[INSTRUCTIONS TO FOLLOW]: Please reproduce the following lines without any change, starting with the line that contains "Mark each instance of the spiky palm" and going on through the line that contains "x=626 y=106", both included.

======== TASK INPUTS

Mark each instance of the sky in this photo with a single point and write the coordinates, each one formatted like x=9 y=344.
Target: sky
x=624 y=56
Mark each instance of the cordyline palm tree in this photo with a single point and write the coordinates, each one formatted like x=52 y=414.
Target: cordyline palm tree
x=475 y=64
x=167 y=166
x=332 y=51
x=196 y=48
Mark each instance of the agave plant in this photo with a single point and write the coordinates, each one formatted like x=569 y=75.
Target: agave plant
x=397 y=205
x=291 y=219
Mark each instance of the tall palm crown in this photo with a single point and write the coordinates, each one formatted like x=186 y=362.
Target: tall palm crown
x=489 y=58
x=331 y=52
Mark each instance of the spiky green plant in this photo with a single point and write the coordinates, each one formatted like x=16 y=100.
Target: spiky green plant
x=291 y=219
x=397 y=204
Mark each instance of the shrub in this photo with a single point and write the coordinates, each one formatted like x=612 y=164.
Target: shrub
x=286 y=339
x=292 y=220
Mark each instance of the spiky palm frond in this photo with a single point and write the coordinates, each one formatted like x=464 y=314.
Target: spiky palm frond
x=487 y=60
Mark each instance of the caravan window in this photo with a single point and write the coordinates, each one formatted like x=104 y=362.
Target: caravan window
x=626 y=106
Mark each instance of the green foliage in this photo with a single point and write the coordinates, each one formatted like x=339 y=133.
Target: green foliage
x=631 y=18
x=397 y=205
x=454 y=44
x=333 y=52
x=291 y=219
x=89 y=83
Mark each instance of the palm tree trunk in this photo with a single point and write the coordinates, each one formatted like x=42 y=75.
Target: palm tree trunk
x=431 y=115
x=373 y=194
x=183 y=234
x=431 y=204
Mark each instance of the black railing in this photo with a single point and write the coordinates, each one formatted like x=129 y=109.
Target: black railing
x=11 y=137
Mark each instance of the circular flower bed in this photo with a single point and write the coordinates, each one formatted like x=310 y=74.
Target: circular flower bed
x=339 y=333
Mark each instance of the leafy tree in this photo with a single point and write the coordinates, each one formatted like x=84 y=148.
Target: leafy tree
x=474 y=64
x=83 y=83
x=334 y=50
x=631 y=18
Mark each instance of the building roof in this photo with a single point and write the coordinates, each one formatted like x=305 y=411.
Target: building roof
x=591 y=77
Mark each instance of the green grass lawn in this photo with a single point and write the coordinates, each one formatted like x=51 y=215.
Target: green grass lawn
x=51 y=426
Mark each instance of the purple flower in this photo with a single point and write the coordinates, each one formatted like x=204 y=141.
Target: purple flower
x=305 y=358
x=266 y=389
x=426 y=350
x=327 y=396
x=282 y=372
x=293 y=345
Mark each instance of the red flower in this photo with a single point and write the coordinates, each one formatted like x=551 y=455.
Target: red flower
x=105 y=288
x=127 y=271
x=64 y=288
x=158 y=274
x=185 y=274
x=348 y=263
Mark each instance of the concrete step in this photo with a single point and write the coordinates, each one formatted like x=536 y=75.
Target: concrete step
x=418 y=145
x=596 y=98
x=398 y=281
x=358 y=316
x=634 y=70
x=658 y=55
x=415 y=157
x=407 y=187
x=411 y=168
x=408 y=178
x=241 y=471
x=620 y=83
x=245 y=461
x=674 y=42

================
======== TASK INPUTS

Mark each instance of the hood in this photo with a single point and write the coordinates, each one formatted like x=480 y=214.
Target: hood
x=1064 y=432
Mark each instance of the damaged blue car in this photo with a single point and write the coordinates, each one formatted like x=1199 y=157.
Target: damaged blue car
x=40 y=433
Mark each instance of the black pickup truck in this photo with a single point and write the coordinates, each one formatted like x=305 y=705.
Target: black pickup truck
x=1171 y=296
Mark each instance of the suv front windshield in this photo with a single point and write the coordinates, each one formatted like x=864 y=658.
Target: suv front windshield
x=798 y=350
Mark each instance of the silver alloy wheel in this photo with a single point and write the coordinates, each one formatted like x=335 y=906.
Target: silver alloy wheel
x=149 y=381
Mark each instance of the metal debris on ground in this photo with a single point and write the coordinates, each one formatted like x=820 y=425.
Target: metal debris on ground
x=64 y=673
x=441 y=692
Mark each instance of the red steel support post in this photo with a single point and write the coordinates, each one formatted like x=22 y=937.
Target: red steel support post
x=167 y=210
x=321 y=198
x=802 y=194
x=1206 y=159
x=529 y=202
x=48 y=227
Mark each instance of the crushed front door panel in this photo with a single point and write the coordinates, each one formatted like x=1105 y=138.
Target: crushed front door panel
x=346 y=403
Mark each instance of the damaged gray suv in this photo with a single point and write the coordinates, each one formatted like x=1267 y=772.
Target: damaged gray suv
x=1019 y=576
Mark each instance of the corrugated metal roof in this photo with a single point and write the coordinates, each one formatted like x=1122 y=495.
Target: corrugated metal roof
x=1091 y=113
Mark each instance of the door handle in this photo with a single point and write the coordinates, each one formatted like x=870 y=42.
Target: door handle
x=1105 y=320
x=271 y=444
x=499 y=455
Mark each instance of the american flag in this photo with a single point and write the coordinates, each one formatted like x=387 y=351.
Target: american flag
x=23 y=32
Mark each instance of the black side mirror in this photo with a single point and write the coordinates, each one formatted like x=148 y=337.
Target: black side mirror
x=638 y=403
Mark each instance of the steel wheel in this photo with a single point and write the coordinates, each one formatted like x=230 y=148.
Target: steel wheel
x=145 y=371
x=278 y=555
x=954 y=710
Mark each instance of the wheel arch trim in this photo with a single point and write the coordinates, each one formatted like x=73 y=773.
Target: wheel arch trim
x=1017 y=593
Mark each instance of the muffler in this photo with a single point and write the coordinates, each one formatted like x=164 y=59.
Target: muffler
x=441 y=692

================

[COMPLETED EXERCISE]:
Mark each instance of the spiky palm frond in this photo with a single point and write the coordinates, each one formatted like x=464 y=314.
Target: spiky palm frond
x=487 y=60
Mark each instance of the caravan window in this photo with a single point and write the coordinates, each one formatted like x=104 y=362.
Target: caravan window
x=626 y=106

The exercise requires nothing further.